SET EXERCISE 1:
Answer each question from the passage on short circuit and glitching power below, marking your answers (a), (b), (c).
(a) Which two transistors of the inverter are both ON during transitions?
(b) About what share of the total power consumption of the logic circuit can short circuit power dissipation be brought down to by proper transistor sizing?
(c) What occurs at the output node when the inputs to a logic gate are not synchronized?
SET EXERCISE 2:
For each statement, decide whether the passage on short circuit and glitching power below supports it. Answer yes or no, and quote the words of the passage that decide it.
(a) Short circuit power is a function of the number of "0" → "1" transitions.
(b) The peak magnitude of the short circuit current depends on device size.
(c) Glitching power is easy to calculate.
SET EXERCISE 3: Write a continuation of the passage on short circuit and glitching power below, picking up after its final equation.

EXCERPT PROVIDED:
Short circuit power is the power passing from the supply to the ground during the transitions from logic "0" to logic "1" and from logic "1" to logic "0". Unlike the switching power, which is a function of the number of "0" → "1" transitions, the short circuit power is a function of the toggling frequency. Figure 2.2 illustrates the output voltage of a standard CMOS inverter with the short circuit current. During transitions, both the PMOS transistor and the NMOS transistor of the inverter are ON creating a short circuit path between $V_{dd}$ and $G_{ND}$.

![Graph showing output voltage and current vs input voltage](image)

Figure 2.2: Output of an inverter

The peak magnitude of the short circuit current is dependent on device size. However, the average value of the short circuit current is roughly independent of the
2.2. **DYNAMIC POWER DISSIPATION**

device size for a fixed load capacitance. While the peak magnitude of the current increases, the rise/fall time decreases so that the average current is the same. If all devices are sized up so that the load capacitance scales up proportionally, then the rise/fall time remains constant, and the average current (and power) scales up linearly [7].

Short circuit power is either linearly or quadratically proportional to the supply voltage. This power component depends on the transistor channel length and whether or not the transistor is velocity saturated. Although the reduction of the supply voltage increases the duration of the current linearly due to the increased rise/fall times, the peak magnitude of the current is reduced linearly (velocity saturation). Therefore, the average current is approximately constant, and the average power is just a linear function of the supply voltage (P=IV). For larger devices that are not velocity saturated, the average current is linearly proportional to the supply voltage so that the average power is a quadratic function of the supply voltage.

The short circuit power is calculated as follows:

\[ P_{SC} = I_{SC} \cdot V_{dd} \]  \hspace{1cm} (2.4)

where \( I_{SC} \) is the average short circuit current. Short circuit power dissipation may be reduced to about 5 to 10% of the total power consumption of the logic circuit by proper sizing of the CMOS transistors to obtain equal rise and fall times [8].
2.2.3 Glitching Power Dissipation

Glitching power is the power dissipated in intermediate transitions during the evaluation of the logic function of the circuit. When the inputs to the logic gate are not synchronized, erroneous results occurs at the output node until all the inputs settle down to their final values [9]. These intermediate erroneous outputs lead to a power loss in charging and discharging the output load capacitance. It is difficult to calculate the glitching power because it is a function of the topology of the circuit, layout, delay, previous inputs, new inputs, and the gate type. Glitching power dissipation is expressed as follows:

\[ P_{\text{Glitch}} = V_{dd}^2 \cdot C_L \cdot F_{\text{Glitch}} \]  \hspace{1cm} (2.5)

RECORD EXTRACTS:
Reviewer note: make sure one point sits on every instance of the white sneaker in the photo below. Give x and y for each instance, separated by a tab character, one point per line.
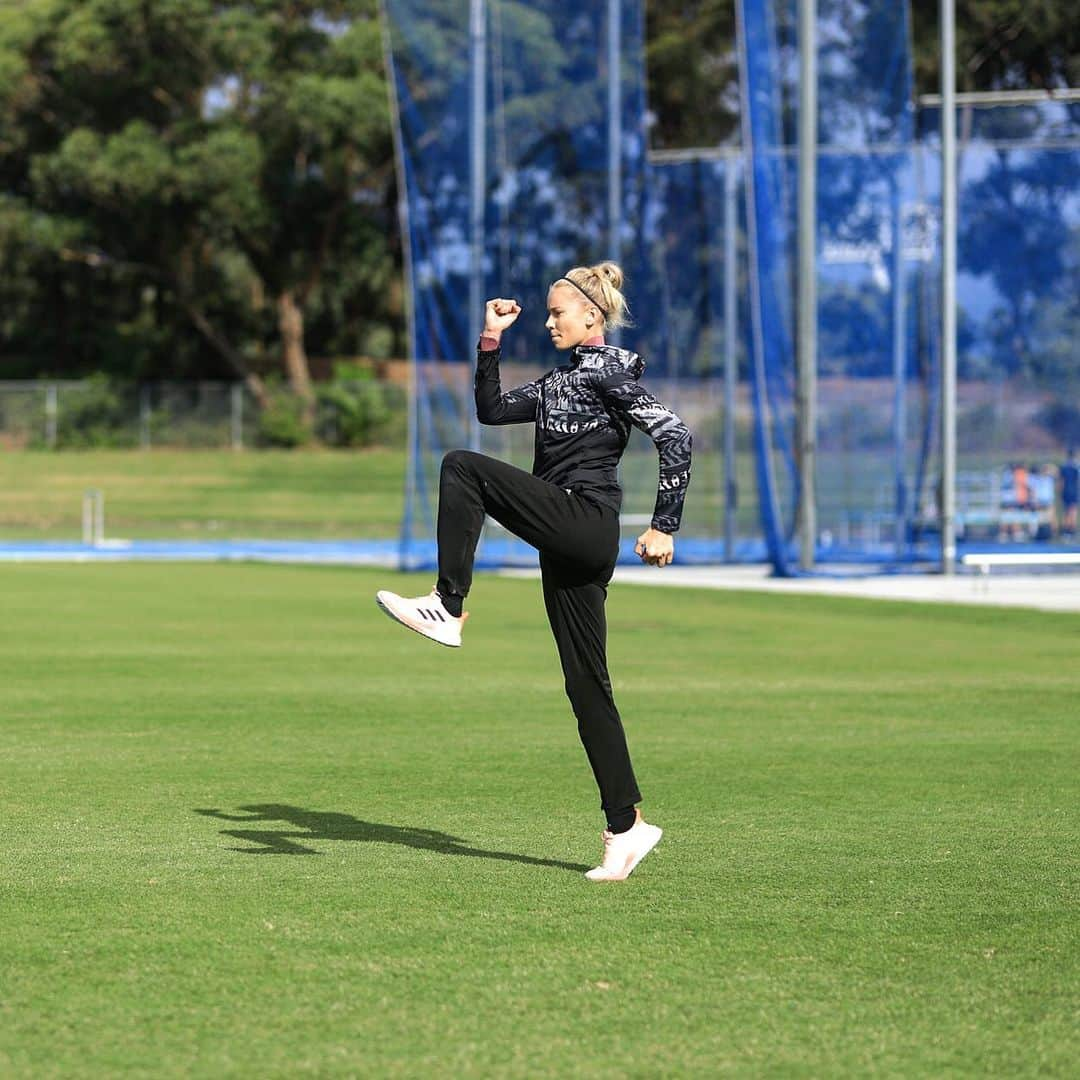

---

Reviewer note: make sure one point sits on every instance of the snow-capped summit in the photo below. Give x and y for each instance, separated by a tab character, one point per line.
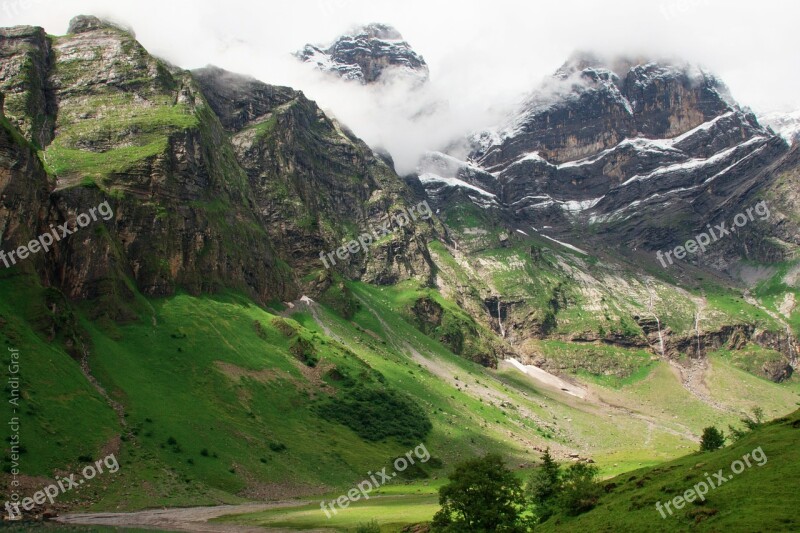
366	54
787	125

RESPONSE 1:
(a) The PMOS transistor and the NMOS transistor.
(b) About 5 to 10%.
(c) Erroneous results occur at the output node until all the inputs settle down to their final values.

RESPONSE 2:
(a) No: "Unlike the switching power, which is a function of the number of "0" → "1" transitions, the short circuit power is a function of the toggling frequency."
(b) Yes: "The peak magnitude of the short circuit current is dependent on device size."
(c) No: "It is difficult to calculate the glitching power because it is a function of the topology of the circuit, layout, delay, previous inputs, new inputs, and the gate type."

RESPONSE 3:
where \( F_{\text{Glitch}} \) is the average frequency of glitches. Glitching power may consume up to 40% of the total power dissipation of the circuit, especially architectures with large logic depth.

To avoid such power loss, designers may use synchronous circuits in which all the outputs are either latched or gated to synchronize the inputs to the next stage. Dynamic circuits also avoid the problem of glitching power by synchronizing the output with the clock signal. Finally, a careful layout may reduce the skew among the input signals to each logic gate leading to lower glitching activity.
2.3 Static Power Dissipation

Static power is usually a small fraction of the total power dissipation. Unfortunately, as the threshold voltage $V_{th}$ decreases and the number of transistors per chip increases, the static power dissipation becomes more important. In digital circuits, there are three main sources of static power dissipation: diode leakage current of the transistor (in the OFF state), subthreshold current, and biasing current of some logic families.

2.3.1 Diode Leakage Current

Diode leakage occurs when a transistor is turned OFF, and another active transistor charges up/down the drain with respect to the former's bulk potential. In the case of an inverter with a high input voltage, the output voltage becomes "0" because the NMOS transistor is "ON". The PMOS transistor is turned OFF, but its drain to bulk voltage is equal to the supply voltage ($-V_{dd}$). The resulting diode leakage current is approximately

$$I_L = A_D J_S$$  \hspace{1cm} (2.6)

where $A_D$ is the area of the drain diffusion and $J_S$ is the leakage current density set by the technology. Since the diode reaches the maximum reverse bias current for a relatively small reverse bias potential, the leakage current is roughly independent of the supply voltage. The leakage current is proportional to the diffusion area and the perimeter of the drain. Therefore, it is preferred to minimize the diffusion
area and the perimeter in the layout. The leakage current density is exponentially proportional to temperature as well, so that $J_S$ increases dramatically at higher temperatures [10].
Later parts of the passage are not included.